* **EXERCISE TASK**
Count the lines in the entries below that contain the string "front" and reply with that number only.

* **DATASET RECORDS**
..........
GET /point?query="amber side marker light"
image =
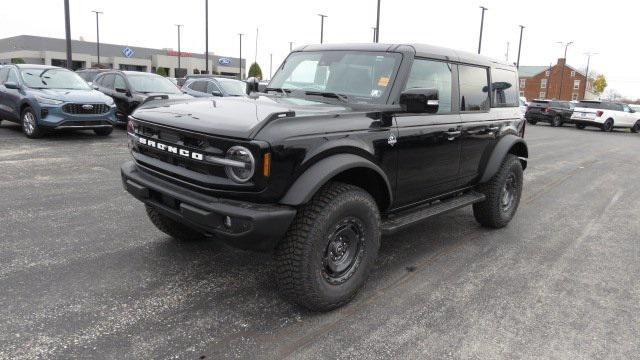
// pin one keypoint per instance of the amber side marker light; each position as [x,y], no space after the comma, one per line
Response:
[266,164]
..........
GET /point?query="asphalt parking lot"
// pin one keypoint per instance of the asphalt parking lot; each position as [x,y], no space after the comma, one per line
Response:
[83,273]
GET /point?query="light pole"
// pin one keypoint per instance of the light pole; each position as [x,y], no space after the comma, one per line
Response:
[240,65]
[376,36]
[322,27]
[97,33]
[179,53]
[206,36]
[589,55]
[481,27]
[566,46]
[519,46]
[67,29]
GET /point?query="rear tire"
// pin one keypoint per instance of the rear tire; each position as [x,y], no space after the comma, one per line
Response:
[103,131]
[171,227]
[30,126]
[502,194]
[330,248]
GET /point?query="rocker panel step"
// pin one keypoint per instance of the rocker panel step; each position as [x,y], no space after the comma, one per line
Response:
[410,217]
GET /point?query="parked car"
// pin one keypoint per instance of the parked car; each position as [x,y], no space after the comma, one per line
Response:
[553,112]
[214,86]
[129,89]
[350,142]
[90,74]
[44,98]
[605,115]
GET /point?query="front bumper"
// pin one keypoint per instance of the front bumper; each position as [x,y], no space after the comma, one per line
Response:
..........
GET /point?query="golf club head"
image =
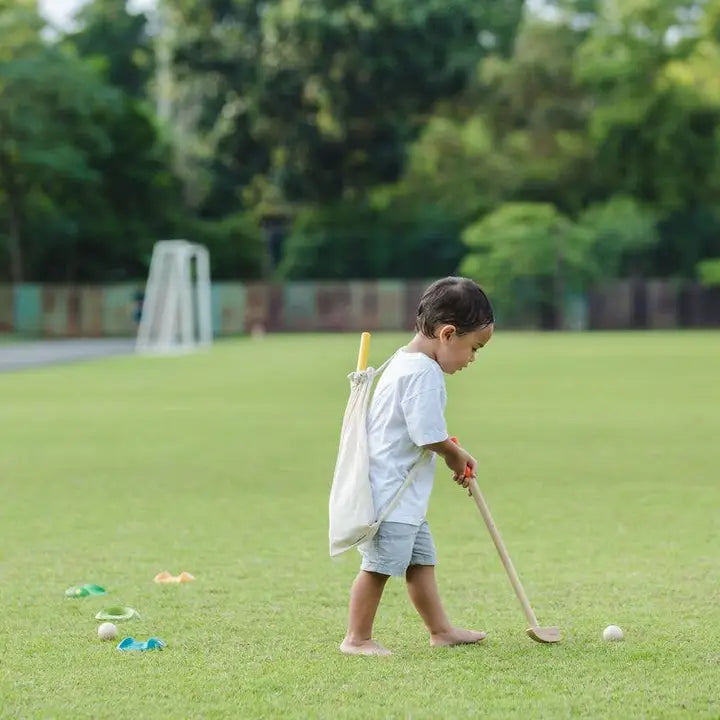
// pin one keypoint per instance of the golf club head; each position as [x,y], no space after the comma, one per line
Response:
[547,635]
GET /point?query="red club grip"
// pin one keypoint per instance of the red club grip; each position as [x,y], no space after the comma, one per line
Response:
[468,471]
..........
* **TASK SOLUTION**
2